§ **TASK**
From the January astronomy history page below, list every person who heads a dated entry, along with the date of that entry.

§ **DOCUMENT EXCERPT**
----
This Month in the History of Astronomy - January
- Jan 2, 1920 - George Herbig, American astronomer who
spent his career at the University of Hawaii Institute for Astronomy
and is best known for his work on stars in the early stages of
evolution and on the properties of interstellar dust. He got his
Ph.D. at the University of California/Berkeley in 1948 for "A Study
of Variable Stars in Nebulosity".
Intermediate mass pre–main sequence stars are named Herbig Ae/Be
stars due to his work -- the little "e" stands for emission, as
in emission lines in their spectra -- and Herbig–Haro objects
are bright patches of nebulosity near stars excited by a bipolar
outflow from the star being born.
Herbig was awarded the Henry Norris Russell prize of the American
Astronomical Society in 1975 and the Bruce Medal of the
Astronomical Society of the Pacific five years later, both
for lifetime contributions to the field of astronomy.
- Jan 8, 1942 - Stephen Hawking, British theoretical
astrophysicist who specialized in black holes. Exactly the
opposite of his predecessor at Cambridge, Fred Hoyle (see
June 24th), Hawking was thoroughly
orthodox in his cosmology.
- Jan 10, 1936 - Robert W. Wilson, co-discoverer with
Arno Penzias of the cosmic microwave (3°K) background;
1978 Physics Nobel Laureate.
- Jan 12, 1830 - The founding of what in 1831 would become
the Royal Astronomical Society, by John Herschel, Charles Babbage,
James South, and several others. The first "AS", the RAS has
published it's Monthly Notices continuously since 1831.
- Jan 14, 1881 - Francis Pease, American astronomer
who specialized in optics and instrumentation, especially large
telescopes and optical interferometers.
Pease started at the Yerkes Observatory as an assistant to George
Ritchey, who built many of the large telescopes of the time. Pease
became an astronomer and instrument maker at Mount Wilson about
the time the 60" telescope went into operation, where he helped
design the engineering on the 100" telescope. As an assistant to
ALbert Michelson, he collaborated on a stellar interferometer
fitted to the 100" which made the first direct angular diameter
measurement of a star (Betelgeuse). He later designed and built
a 50-foot interferometer and was involved in the design of the
300" telescope, which became the 200".
- Jan 19, 1747 - Johann Bode, publicizer of the Titus-Bode
law, a nearly geometric progression of the distances of the planets
from the Sun.
- Jan 19, 1851 - Jacobus Kapteyn, Dutch astronomer who
compiled data on the positions and brightnesses of 455,000 stars,
primarily in the Southern hemisphere, and transformed them into
distributions and motions to create the first modern model
of the size, structure, and dynamics of the Milky Way Galaxy.
- Jan 20, 1573 - Simon Mayr, who observed the moons
of Jupiter at nearly the same time as Galileo and gave them
the Greek names in use today (see below).
----
(Photo-based point labeling data)

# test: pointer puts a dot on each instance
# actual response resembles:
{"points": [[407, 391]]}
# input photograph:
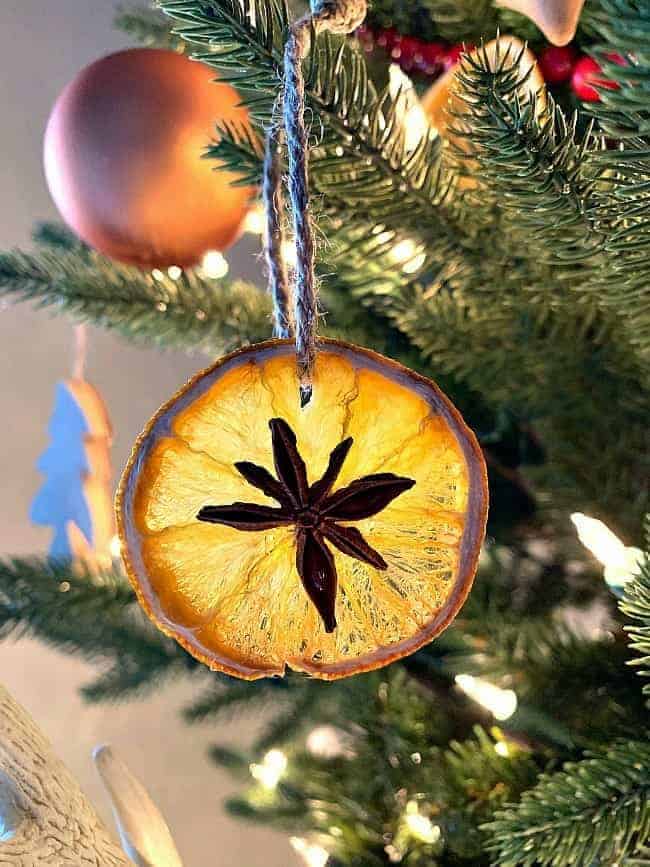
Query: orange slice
{"points": [[234, 597]]}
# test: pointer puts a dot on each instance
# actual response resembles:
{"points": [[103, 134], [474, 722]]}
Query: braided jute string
{"points": [[337, 16]]}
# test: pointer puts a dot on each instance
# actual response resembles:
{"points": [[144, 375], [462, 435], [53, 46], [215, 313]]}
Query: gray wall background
{"points": [[43, 43]]}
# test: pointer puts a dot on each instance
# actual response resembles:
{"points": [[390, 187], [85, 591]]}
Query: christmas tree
{"points": [[505, 255]]}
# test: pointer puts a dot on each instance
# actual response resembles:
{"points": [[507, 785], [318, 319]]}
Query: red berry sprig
{"points": [[558, 64], [587, 78]]}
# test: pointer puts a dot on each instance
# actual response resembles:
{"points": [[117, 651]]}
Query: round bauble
{"points": [[123, 158], [327, 538]]}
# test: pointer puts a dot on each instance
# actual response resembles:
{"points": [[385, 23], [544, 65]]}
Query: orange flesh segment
{"points": [[234, 598]]}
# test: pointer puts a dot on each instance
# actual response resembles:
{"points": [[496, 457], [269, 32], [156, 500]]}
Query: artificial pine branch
{"points": [[191, 311], [526, 158], [636, 605], [361, 159], [93, 617], [623, 113], [594, 811]]}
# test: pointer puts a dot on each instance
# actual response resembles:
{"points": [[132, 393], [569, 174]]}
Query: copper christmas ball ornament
{"points": [[123, 158]]}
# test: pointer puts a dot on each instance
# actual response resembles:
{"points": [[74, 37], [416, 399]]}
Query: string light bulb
{"points": [[407, 253], [270, 771], [214, 265], [312, 854], [501, 703], [327, 742], [621, 562], [420, 827], [416, 125]]}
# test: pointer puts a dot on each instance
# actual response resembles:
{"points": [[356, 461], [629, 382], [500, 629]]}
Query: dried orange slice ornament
{"points": [[332, 538]]}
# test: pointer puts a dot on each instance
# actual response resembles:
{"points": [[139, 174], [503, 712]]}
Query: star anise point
{"points": [[315, 510]]}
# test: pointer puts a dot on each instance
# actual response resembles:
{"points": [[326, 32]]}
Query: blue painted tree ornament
{"points": [[75, 499]]}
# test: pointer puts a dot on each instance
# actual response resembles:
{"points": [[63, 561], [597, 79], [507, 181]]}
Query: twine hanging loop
{"points": [[335, 16]]}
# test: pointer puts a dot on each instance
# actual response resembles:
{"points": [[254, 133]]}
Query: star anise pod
{"points": [[315, 511]]}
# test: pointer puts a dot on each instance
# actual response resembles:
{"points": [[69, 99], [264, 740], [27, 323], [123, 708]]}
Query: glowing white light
{"points": [[313, 855], [415, 120], [289, 253], [254, 222], [407, 253], [214, 265], [419, 826], [326, 742], [620, 561], [501, 703], [270, 771]]}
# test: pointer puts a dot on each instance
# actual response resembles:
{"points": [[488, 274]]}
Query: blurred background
{"points": [[42, 46]]}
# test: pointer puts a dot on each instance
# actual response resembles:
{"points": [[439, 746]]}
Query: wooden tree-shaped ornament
{"points": [[75, 499]]}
----
§ **PROBLEM SOLUTION**
- George Herbig: Jan 2, 1920
- Stephen Hawking: Jan 8, 1942
- Robert W. Wilson: Jan 10, 1936
- Francis Pease: Jan 14, 1881
- Johann Bode: Jan 19, 1747
- Jacobus Kapteyn: Jan 19, 1851
- Simon Mayr: Jan 20, 1573